**What the task requires**
From the line with "Return a point for each instance of the bush" up to and including the last line of the items, format each item as a row in a two-column CSV with the columns request and points. Put the item's text and its answer each in one quoted field, with line breaks changed to spaces.

** start of Exercise data **

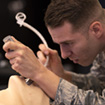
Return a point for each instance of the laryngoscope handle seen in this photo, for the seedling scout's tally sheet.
(20, 17)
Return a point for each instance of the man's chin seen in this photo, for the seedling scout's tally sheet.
(84, 64)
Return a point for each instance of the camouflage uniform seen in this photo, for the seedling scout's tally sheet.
(94, 82)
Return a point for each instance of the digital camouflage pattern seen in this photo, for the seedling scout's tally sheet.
(94, 83)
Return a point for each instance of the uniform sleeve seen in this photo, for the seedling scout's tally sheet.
(69, 94)
(94, 80)
(88, 81)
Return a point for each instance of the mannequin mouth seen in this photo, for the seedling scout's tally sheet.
(75, 60)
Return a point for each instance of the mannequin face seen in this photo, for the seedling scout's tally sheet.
(19, 93)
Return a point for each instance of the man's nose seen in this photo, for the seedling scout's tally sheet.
(65, 53)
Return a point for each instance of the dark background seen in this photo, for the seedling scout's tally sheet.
(34, 9)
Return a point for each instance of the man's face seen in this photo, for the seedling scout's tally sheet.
(76, 46)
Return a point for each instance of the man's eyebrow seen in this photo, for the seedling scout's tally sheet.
(67, 41)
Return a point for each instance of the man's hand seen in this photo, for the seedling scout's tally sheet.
(22, 59)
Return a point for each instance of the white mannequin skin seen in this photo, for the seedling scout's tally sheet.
(19, 93)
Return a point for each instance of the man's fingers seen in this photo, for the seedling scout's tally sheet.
(41, 57)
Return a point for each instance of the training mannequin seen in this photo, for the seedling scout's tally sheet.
(19, 93)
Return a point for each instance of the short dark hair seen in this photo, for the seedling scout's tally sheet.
(76, 12)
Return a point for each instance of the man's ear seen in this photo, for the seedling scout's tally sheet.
(96, 29)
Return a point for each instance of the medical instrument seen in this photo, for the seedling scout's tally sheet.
(20, 17)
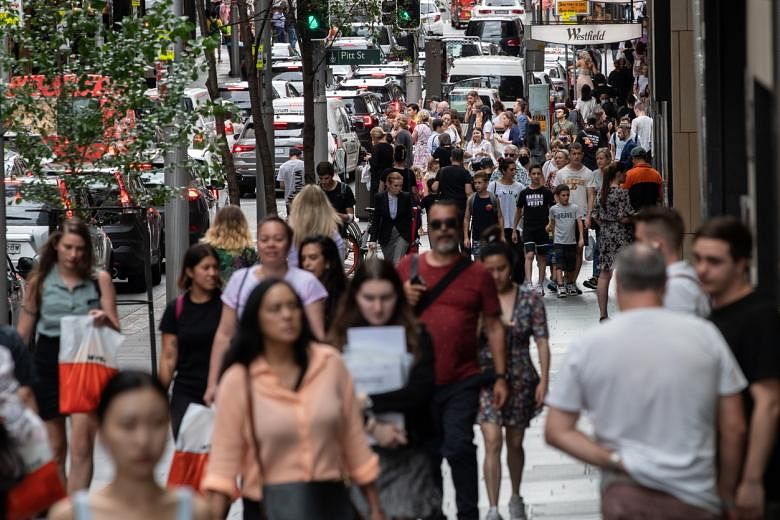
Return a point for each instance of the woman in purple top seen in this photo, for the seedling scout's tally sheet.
(274, 238)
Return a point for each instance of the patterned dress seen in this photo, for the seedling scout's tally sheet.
(528, 319)
(613, 235)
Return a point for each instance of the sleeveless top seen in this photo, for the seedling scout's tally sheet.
(59, 300)
(81, 510)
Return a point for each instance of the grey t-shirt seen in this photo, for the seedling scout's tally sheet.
(566, 222)
(650, 381)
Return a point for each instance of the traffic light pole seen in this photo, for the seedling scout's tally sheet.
(320, 104)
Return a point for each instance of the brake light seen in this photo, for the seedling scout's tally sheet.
(240, 148)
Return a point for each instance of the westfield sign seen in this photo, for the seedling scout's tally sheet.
(586, 34)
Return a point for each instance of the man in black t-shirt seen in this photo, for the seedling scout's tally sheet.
(751, 325)
(454, 182)
(339, 194)
(533, 206)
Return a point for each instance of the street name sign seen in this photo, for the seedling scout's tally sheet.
(354, 57)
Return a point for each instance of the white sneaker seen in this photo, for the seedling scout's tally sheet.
(517, 508)
(493, 514)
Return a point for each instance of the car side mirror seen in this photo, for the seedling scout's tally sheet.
(25, 266)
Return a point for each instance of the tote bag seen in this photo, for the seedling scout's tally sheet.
(88, 359)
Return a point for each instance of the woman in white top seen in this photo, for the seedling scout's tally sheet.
(478, 147)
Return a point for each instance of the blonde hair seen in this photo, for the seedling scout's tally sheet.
(311, 214)
(230, 230)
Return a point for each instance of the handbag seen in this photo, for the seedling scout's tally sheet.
(315, 500)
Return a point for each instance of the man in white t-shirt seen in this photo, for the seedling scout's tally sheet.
(642, 127)
(662, 390)
(582, 188)
(662, 229)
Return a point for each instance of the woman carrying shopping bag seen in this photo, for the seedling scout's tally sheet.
(65, 283)
(287, 420)
(188, 326)
(133, 424)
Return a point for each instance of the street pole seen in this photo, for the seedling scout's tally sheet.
(235, 55)
(176, 209)
(266, 106)
(320, 104)
(413, 79)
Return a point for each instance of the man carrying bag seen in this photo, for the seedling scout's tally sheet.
(450, 294)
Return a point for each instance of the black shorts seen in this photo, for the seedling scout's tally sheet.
(47, 388)
(536, 241)
(566, 256)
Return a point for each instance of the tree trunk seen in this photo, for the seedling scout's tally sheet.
(234, 194)
(263, 152)
(307, 54)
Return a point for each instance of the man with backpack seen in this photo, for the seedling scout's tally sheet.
(452, 323)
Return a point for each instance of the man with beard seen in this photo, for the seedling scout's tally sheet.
(452, 322)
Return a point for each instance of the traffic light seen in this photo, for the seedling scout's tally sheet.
(316, 21)
(407, 14)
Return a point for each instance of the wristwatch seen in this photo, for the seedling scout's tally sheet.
(616, 461)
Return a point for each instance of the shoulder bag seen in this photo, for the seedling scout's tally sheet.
(314, 500)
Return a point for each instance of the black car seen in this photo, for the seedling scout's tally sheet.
(365, 112)
(200, 200)
(505, 31)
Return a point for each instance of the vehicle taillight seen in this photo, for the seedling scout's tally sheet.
(240, 148)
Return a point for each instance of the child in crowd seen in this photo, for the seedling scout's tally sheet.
(566, 222)
(482, 211)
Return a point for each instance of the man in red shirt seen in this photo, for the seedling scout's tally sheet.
(643, 182)
(452, 319)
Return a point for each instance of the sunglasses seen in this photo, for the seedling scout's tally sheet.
(447, 223)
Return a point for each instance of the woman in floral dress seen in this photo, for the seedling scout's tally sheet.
(523, 315)
(612, 213)
(422, 131)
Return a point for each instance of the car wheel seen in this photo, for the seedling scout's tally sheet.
(136, 282)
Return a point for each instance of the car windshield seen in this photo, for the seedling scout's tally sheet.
(492, 31)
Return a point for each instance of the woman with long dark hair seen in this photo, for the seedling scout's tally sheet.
(65, 283)
(132, 419)
(287, 414)
(406, 483)
(320, 256)
(523, 315)
(274, 239)
(612, 213)
(188, 326)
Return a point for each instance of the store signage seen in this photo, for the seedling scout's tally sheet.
(586, 34)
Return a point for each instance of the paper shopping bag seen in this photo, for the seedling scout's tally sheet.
(192, 447)
(87, 361)
(41, 486)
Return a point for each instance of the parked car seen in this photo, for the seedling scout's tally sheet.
(387, 90)
(200, 201)
(364, 110)
(29, 222)
(506, 31)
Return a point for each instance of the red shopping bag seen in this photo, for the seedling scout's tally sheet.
(87, 361)
(192, 447)
(41, 486)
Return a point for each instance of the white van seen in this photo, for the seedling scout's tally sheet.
(504, 73)
(344, 148)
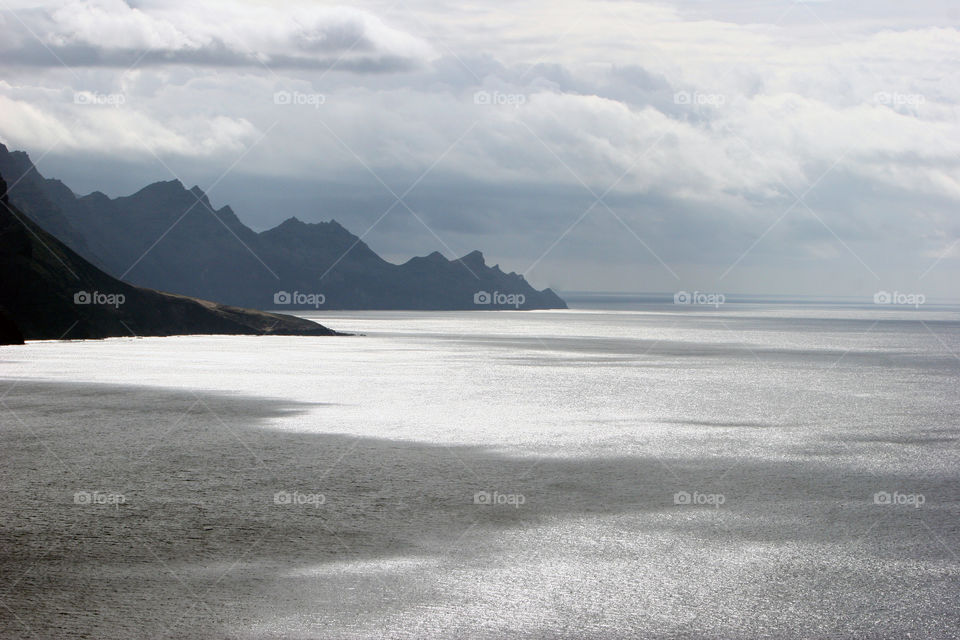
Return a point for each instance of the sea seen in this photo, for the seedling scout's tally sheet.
(627, 470)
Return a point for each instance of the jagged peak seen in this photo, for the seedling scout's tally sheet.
(474, 257)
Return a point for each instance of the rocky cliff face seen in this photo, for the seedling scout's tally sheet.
(169, 237)
(48, 291)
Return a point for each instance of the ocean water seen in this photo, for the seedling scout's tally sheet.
(743, 472)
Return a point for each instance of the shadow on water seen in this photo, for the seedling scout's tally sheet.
(200, 538)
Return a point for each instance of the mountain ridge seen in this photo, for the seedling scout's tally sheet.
(48, 291)
(168, 237)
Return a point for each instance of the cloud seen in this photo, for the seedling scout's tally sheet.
(111, 33)
(704, 130)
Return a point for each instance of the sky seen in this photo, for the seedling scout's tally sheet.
(765, 146)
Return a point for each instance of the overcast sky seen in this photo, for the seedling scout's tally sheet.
(765, 146)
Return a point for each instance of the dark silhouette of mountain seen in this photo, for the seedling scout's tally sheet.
(168, 237)
(48, 291)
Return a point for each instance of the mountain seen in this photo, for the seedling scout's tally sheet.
(48, 291)
(168, 237)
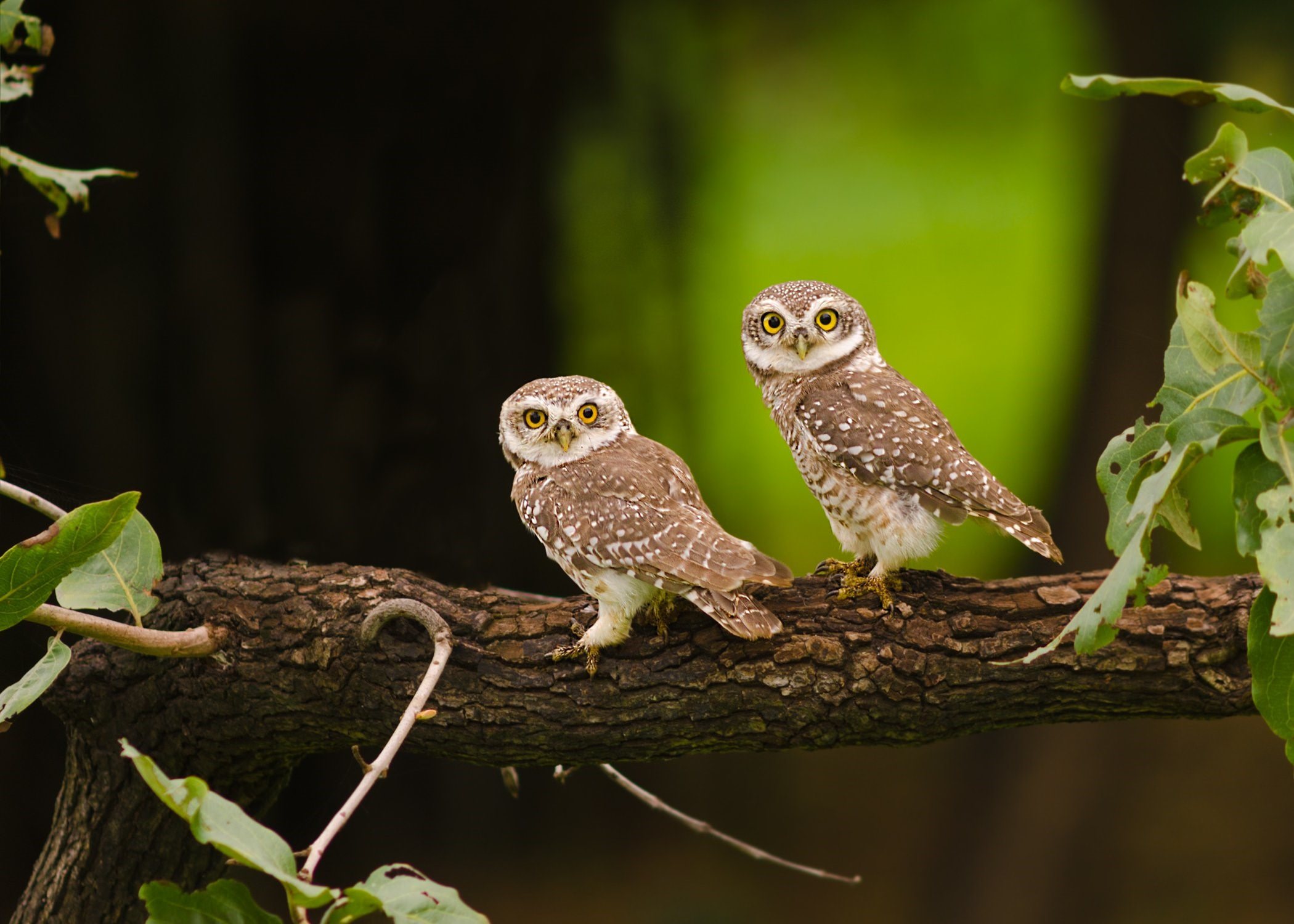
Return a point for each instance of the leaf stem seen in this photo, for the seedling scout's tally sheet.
(180, 644)
(1215, 389)
(443, 638)
(707, 829)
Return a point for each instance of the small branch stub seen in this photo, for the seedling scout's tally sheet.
(707, 829)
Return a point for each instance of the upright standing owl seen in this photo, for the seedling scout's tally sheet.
(876, 453)
(622, 514)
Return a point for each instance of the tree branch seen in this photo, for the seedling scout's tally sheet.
(291, 677)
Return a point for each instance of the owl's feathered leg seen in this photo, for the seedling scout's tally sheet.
(611, 628)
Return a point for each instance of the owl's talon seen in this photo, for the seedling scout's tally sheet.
(661, 611)
(856, 585)
(576, 650)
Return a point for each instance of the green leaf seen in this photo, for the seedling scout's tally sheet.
(120, 578)
(1275, 445)
(16, 82)
(10, 18)
(1224, 153)
(1271, 665)
(1276, 554)
(1205, 337)
(215, 821)
(31, 570)
(28, 690)
(407, 897)
(1174, 514)
(61, 187)
(1277, 334)
(1192, 92)
(1253, 476)
(1270, 174)
(1271, 232)
(226, 901)
(1188, 385)
(1141, 470)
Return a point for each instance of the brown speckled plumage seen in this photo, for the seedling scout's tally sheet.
(623, 516)
(877, 455)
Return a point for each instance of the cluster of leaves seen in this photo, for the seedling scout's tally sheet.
(100, 556)
(22, 33)
(397, 891)
(105, 556)
(1219, 386)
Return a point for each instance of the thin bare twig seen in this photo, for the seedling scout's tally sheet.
(182, 644)
(31, 500)
(706, 829)
(373, 623)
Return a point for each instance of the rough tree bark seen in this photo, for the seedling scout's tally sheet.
(291, 679)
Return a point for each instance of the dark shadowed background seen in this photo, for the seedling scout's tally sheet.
(355, 232)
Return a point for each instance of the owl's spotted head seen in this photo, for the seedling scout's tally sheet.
(551, 422)
(797, 328)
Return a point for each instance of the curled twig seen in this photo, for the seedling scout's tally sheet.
(706, 829)
(373, 623)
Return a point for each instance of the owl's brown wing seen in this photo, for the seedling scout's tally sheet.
(885, 431)
(620, 509)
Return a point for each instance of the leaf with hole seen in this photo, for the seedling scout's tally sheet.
(31, 570)
(57, 184)
(120, 578)
(16, 82)
(31, 685)
(1192, 92)
(15, 21)
(215, 821)
(1224, 153)
(1271, 232)
(1271, 664)
(1276, 554)
(404, 896)
(1253, 476)
(226, 901)
(1276, 447)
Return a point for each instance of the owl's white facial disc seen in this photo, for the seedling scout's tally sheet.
(799, 328)
(555, 421)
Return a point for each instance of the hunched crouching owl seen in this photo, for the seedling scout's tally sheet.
(875, 451)
(622, 514)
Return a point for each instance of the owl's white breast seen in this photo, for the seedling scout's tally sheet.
(866, 518)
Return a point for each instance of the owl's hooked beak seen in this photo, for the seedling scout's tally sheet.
(564, 432)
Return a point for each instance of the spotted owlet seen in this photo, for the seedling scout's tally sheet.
(873, 448)
(622, 514)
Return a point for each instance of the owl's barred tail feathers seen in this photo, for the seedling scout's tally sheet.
(735, 612)
(1034, 531)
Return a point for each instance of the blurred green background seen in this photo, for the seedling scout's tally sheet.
(350, 241)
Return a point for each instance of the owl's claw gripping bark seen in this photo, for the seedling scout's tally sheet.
(853, 586)
(576, 650)
(661, 611)
(856, 580)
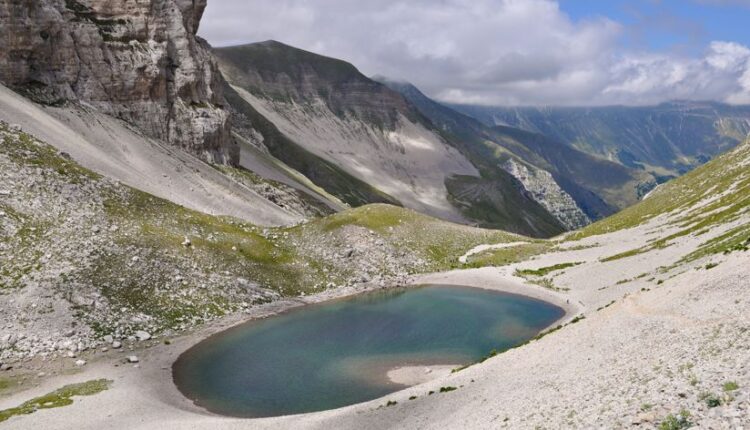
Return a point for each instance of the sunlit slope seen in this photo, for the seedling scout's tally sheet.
(713, 196)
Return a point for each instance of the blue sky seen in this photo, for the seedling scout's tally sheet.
(517, 52)
(685, 25)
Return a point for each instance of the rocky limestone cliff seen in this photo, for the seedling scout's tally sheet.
(545, 190)
(137, 60)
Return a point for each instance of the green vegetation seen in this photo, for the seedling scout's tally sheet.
(682, 195)
(440, 243)
(25, 150)
(506, 256)
(59, 398)
(544, 271)
(730, 386)
(676, 422)
(710, 399)
(321, 172)
(486, 201)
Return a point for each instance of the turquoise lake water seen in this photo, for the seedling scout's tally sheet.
(335, 354)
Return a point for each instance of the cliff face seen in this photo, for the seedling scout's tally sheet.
(138, 60)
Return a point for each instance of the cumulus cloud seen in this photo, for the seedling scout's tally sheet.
(487, 51)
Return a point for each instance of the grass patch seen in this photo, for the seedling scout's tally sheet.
(59, 398)
(730, 386)
(544, 271)
(676, 422)
(710, 399)
(506, 256)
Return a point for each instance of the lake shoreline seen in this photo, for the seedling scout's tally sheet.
(396, 373)
(154, 373)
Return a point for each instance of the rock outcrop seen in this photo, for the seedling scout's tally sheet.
(545, 190)
(137, 60)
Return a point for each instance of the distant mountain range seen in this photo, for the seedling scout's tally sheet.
(668, 140)
(367, 141)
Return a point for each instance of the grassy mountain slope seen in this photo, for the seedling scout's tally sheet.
(598, 186)
(322, 172)
(668, 139)
(327, 120)
(80, 251)
(713, 196)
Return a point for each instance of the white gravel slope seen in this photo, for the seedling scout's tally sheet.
(111, 148)
(410, 164)
(657, 350)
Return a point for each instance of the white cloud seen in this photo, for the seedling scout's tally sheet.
(486, 51)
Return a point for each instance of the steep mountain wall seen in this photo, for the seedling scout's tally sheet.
(352, 123)
(137, 60)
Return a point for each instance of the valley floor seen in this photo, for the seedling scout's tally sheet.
(655, 346)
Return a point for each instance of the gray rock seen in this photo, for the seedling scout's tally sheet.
(174, 92)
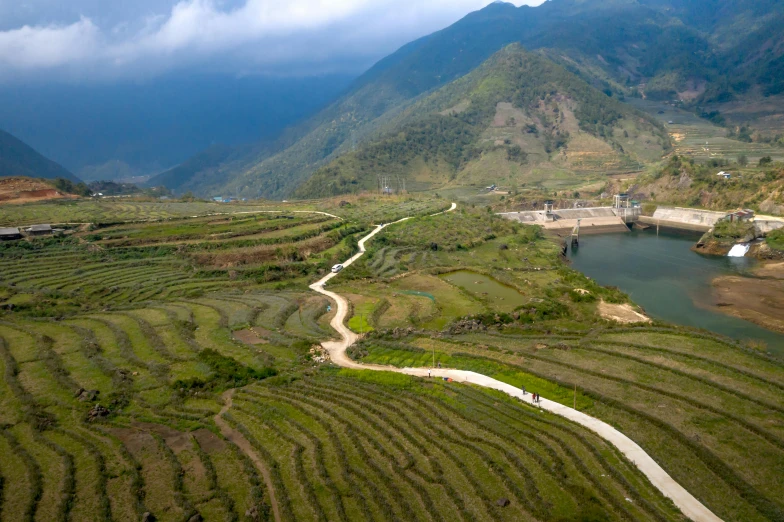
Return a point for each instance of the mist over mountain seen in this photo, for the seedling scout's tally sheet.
(702, 53)
(150, 126)
(19, 159)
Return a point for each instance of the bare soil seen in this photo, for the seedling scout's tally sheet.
(759, 299)
(624, 314)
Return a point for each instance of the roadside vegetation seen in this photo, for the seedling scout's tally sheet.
(120, 343)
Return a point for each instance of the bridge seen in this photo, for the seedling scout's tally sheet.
(592, 219)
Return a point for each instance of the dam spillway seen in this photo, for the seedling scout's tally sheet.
(680, 218)
(592, 219)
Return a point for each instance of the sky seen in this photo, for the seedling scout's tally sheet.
(99, 40)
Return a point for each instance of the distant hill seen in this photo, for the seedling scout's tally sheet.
(516, 119)
(703, 52)
(19, 159)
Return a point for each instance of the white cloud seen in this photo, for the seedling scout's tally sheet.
(260, 32)
(49, 46)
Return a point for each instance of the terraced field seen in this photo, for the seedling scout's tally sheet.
(700, 139)
(362, 209)
(350, 446)
(120, 347)
(709, 413)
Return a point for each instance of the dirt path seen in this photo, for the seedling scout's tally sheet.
(246, 447)
(690, 506)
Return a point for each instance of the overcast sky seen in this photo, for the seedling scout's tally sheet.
(90, 40)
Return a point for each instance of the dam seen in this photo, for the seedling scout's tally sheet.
(590, 219)
(620, 217)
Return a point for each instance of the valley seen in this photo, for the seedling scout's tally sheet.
(526, 267)
(149, 339)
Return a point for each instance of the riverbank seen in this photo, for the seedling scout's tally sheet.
(671, 283)
(758, 299)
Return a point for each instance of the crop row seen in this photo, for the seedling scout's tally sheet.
(363, 416)
(642, 403)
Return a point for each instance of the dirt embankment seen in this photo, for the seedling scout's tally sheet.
(26, 190)
(758, 299)
(621, 313)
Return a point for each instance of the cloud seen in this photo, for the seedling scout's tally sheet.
(49, 46)
(240, 35)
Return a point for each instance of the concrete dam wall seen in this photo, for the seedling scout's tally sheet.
(592, 220)
(684, 218)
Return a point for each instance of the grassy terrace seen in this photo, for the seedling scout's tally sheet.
(156, 321)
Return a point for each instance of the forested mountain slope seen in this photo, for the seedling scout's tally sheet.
(19, 159)
(517, 115)
(699, 51)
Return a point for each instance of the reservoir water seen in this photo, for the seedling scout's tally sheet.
(668, 280)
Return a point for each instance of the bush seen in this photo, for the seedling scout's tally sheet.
(227, 373)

** end of Exercise data **

**Answer**
request,points
"Return a point for each instance of the bush seen in this photo, for the seedling scout's tally sheet.","(227, 373)"